**Фрагмент документа**
-*-
Шрифт:
Закладка:
Смутно в очах,
Мир на плечах,
В землю гляжу,
Тяжко хожу.
(Датируют его обычно 1932 годом, но этот листок лежал у него на столе в последний день: то ли он обрабатывал старый набросок, то ли действительно начал писать в прежнем духе.)
Вот он был такой бык, и поверхностные разговоры были не для него; да и никакие разговоры. Он и запуган был страшно. Однажды, когда он взял себе и Роскиной путевки в Малеевку, к ним полушутя липла одна интеллигентная дама и Роскина – также полушутя – сказала, что ревнует Заболоцкого к ней. “Ревность – пережиток, простой советский человек не должен его испытывать”, – сказала дама. “Я человек непростой и несоветский”, – отрезала Роскина. Заболоцкий в номере устроил ей страшный скандал: как она может такое публично говорить, компрометируя его и себя! Он не думал, что на них донесут, – он просто не понимал, как так можно. В другой раз, когда Роскина прямо вызывала его на политический разговор, он отмалчивался и наконец ответил “твердо и спокойно”, как пишет Роскина: “Для меня политика – это химия. Я ничего не понимаю в химии, ничего не в политике и не хочу об этом думать”. Химия стала у них псевдонимом политики. И после венгерских событий настаивал: “Наташа! Я прошу тебя дать мне честное слово, что ты не занимаешься химией. Ты не занимаешься тем, что я называю химией. Честное слово”. Лишь однажды Заболоцкий сказал ей, в минуту редкой откровенности: “Я только поэт и только о поэзии могу судить. Я не знаю, может быть, социализм и в самом деле полезен для техники. Искусству он несет смерть”. И больше к этому разговору не возвращался.
-*-
Записи из набора данных

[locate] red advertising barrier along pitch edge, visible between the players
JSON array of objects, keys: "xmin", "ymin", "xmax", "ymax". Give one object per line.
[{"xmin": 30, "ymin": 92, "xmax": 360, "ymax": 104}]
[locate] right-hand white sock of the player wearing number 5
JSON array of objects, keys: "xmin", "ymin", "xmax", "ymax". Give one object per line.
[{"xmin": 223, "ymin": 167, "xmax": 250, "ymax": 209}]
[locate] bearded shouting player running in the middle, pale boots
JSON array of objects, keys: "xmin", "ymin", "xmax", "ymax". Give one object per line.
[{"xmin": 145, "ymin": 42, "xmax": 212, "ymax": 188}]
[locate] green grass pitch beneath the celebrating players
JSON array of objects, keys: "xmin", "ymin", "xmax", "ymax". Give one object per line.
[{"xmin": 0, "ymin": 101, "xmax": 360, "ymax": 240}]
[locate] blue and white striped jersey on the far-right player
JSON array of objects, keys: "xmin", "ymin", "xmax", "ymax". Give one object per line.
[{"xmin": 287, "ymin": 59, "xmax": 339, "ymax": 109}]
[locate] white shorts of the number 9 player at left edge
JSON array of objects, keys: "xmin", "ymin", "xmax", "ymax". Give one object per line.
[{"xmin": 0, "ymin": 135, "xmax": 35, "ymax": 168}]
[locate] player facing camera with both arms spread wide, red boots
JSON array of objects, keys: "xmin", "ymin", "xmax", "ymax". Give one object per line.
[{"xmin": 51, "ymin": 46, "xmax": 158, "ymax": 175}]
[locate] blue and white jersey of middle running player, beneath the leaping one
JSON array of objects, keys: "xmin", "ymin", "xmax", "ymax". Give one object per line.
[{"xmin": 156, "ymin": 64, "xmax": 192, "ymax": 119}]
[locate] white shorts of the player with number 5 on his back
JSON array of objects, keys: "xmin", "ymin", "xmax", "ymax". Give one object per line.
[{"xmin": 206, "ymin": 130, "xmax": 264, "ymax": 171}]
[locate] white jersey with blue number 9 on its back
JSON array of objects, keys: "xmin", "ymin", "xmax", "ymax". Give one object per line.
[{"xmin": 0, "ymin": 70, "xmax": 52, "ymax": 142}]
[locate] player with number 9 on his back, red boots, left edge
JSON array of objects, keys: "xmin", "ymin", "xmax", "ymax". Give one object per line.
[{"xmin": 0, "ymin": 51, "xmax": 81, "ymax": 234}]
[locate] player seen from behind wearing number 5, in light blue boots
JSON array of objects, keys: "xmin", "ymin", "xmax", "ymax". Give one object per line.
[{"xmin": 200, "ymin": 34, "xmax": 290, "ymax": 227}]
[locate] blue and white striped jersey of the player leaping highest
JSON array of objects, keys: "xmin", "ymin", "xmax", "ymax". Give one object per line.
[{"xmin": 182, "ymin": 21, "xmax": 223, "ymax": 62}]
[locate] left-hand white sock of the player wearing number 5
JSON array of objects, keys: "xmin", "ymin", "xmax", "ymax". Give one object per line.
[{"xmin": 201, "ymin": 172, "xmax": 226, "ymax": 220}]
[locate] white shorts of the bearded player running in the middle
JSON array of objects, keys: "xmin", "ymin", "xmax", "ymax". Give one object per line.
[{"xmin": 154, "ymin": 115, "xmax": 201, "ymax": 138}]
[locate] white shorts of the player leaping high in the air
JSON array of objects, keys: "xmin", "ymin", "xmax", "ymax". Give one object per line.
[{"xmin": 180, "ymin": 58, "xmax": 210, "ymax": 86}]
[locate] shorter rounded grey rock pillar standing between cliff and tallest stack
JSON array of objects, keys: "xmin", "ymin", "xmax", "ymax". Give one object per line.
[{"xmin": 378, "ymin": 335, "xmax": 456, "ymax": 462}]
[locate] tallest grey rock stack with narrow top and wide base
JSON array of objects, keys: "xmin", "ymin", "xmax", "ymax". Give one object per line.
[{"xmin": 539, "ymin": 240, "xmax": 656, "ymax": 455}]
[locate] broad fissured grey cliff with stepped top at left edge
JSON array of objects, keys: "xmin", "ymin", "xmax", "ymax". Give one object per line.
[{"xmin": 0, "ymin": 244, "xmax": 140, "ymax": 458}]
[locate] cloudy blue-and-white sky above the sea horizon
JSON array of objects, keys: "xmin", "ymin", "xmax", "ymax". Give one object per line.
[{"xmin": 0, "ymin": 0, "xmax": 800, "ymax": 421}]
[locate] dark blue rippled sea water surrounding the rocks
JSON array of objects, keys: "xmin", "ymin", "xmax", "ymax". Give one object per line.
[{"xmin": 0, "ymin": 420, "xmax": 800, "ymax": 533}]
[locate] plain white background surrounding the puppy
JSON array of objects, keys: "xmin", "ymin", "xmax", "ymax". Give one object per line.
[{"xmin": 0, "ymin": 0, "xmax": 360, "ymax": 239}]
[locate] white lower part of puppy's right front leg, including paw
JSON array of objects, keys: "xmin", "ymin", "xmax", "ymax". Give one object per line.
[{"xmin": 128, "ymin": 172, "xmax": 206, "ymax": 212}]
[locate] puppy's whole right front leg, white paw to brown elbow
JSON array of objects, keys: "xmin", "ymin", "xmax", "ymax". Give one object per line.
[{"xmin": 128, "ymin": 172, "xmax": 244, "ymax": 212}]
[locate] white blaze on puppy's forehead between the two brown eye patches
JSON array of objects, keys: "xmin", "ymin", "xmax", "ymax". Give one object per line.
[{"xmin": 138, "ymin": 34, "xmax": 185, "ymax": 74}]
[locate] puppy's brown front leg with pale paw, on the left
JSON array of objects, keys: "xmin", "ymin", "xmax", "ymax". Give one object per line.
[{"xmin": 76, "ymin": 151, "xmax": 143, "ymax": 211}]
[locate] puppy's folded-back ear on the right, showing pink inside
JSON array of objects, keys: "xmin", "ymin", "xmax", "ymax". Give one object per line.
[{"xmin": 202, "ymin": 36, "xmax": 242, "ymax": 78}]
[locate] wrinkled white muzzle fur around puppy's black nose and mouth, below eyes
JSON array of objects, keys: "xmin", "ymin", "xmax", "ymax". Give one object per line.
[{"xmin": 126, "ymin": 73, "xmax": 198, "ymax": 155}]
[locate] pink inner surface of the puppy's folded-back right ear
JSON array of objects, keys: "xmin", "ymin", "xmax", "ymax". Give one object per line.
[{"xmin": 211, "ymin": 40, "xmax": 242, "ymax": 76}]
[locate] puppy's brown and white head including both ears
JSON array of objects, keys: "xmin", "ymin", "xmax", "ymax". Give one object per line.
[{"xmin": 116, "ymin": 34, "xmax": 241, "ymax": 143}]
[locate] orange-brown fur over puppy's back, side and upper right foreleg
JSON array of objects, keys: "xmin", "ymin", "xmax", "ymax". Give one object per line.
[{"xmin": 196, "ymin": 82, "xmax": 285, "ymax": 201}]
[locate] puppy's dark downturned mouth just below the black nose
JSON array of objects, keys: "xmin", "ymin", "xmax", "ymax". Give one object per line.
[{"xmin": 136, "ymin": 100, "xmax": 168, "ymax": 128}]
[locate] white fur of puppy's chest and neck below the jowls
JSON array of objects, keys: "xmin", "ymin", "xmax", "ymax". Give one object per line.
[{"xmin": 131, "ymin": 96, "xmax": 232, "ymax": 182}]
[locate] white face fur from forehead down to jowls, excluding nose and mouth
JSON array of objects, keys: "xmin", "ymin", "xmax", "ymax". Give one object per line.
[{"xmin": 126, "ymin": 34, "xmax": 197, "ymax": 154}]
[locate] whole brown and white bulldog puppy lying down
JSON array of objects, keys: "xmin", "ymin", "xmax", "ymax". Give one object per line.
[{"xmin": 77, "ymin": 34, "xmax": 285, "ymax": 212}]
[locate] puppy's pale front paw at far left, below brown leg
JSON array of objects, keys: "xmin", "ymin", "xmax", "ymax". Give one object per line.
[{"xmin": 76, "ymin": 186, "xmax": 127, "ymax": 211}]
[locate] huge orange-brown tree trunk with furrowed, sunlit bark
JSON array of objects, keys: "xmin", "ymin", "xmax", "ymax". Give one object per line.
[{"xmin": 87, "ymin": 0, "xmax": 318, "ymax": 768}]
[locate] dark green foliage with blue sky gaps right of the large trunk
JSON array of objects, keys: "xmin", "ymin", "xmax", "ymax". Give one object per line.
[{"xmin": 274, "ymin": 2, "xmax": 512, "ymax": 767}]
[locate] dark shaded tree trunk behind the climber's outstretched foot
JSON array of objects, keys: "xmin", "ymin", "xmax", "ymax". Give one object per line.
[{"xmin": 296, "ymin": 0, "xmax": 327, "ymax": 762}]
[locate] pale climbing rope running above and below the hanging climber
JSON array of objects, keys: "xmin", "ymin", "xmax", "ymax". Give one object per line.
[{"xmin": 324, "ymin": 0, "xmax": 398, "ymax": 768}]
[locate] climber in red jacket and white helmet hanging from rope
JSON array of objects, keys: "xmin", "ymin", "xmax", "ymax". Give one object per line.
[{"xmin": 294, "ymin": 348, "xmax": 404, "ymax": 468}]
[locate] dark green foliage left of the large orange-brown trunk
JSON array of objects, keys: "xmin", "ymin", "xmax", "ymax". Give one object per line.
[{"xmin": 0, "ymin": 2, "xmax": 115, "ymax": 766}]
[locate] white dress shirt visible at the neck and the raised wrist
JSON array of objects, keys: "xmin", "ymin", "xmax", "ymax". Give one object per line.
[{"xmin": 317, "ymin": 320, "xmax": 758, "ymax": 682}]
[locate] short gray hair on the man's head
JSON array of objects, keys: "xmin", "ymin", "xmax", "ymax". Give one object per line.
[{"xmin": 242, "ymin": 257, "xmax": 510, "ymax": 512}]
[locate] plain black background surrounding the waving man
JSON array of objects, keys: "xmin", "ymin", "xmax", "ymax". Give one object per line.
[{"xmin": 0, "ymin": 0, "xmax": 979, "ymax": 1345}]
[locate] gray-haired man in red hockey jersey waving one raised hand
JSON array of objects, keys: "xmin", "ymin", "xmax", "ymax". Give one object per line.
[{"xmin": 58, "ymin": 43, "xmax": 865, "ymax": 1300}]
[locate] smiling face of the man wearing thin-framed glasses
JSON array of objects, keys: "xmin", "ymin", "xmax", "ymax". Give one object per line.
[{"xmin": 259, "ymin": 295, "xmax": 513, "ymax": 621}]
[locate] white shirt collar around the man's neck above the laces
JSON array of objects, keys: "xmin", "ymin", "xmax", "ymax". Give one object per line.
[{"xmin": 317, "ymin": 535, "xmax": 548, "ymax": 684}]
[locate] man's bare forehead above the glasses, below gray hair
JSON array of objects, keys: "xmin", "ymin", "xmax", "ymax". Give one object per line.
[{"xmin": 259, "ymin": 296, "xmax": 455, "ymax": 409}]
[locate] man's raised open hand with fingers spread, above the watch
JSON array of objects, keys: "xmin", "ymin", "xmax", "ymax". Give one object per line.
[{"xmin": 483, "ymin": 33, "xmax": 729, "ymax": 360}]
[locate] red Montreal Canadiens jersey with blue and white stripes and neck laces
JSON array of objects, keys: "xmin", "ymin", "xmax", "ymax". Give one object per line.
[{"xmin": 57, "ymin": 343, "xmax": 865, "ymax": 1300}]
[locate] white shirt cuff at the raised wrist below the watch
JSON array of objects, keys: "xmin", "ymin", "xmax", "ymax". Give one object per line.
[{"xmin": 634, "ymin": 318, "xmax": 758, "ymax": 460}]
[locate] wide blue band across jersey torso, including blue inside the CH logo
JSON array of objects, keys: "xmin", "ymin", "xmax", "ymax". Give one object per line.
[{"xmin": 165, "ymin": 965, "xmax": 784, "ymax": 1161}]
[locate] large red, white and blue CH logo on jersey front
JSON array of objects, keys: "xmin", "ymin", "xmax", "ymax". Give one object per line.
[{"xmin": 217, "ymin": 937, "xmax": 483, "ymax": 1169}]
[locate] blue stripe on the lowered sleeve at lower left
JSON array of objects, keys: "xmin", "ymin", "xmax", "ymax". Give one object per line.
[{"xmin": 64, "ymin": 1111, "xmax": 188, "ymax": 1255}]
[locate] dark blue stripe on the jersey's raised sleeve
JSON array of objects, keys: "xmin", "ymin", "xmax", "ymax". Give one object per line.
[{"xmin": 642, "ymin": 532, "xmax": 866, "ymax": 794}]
-*-
**Инструкции к работе**
1. Ответьте на вопросы по фрагменту о Заболоцком:
(a) Каким годом обычно датируют приведенное в начале стихотворение?
(b) Куда Заболоцкий взял путевки себе и Роскиной?
(c) Какое слово стало у них псевдонимом политики?
2. Продолжите фрагмент о Заболоцком, начав сразу после его последнего предложения.

**Ответы по порядку**
1.
(a) 1932 годом.
(b) В Малеевку.
(c) Химия.

2.
Жили они трудно, непрерывно ссорясь. Один раз он прямо собрался уходить: “Мы так по-разному смотрим на всё, что не можем жить вместе”. Она так испугалась, что даже его не удерживала. Он собрал вещи в портфель, взял шляпу, вдруг сел за стол и заплакал: “Как ты можешь так легко отпустить меня?!” – “А как ты можешь так легко уходить?!” Помирились, но потом снова стали ссориться. Быт был невыносимый: Заболоцкий переехал в ее коммуналку, дочь отводили спать к соседям (у них был телевизор, она и радовалась, и обижалась). Именно об Ире Роскиной Заболоцкий написал “Некрасивую девочку”, хотя девочка была очень даже красивая. Никита Елисеев, большой знаток и страстный любитель Заболоцкого, сказал: гениальные стихи, но, если бы про мою дочь такое написали, я бы его выгнал немедленно. И именно из-за дочери всё в конце концов оборвалось: после Малеевки Заболоцкий и Роскина некоторое время жили на Хорошевском, в квартире Заболоцких. Наташа и Никита на время студенческих каникул уехали в Ленинград, маленькую Ирину поселили в их комнате (“с их разрешения”, уточняет Роскина). Ирине это очень нравилось – “ее мыли в человеческой ванне”. Но тут Заболоцкий сказал, что собирается запить и хочет быть один, а потому Наталья с дочерью должны уехать. Выметаться, грубо говоря. Роскина сказала Заболоцкому, что этот случай последний, уехала и не вернулась. Он писал, она не отвечала; послал ей книгу стихов – не отреагировала. Еще через год, уже перед смертью, спросил, не хочет ли она с ним увидеться. Она отказалась.
Понять ее можно. Заболоцкий и стрезва обижал людей, а спьяну бывал невыносим. Он остро переживал уход жены, пил в одиночестве и постоянно слушал “Болеро” Равеля: дослушивал до конца и ставил опять. Передают рассказ Александра Межирова, как в один из таких дней он пришел с двумя грузинскими писателями; вдруг Заболоцкий стал громко и грубо ругать христианство, говоря, что все беды из-за него, и потрясенные гости немедля ретировались.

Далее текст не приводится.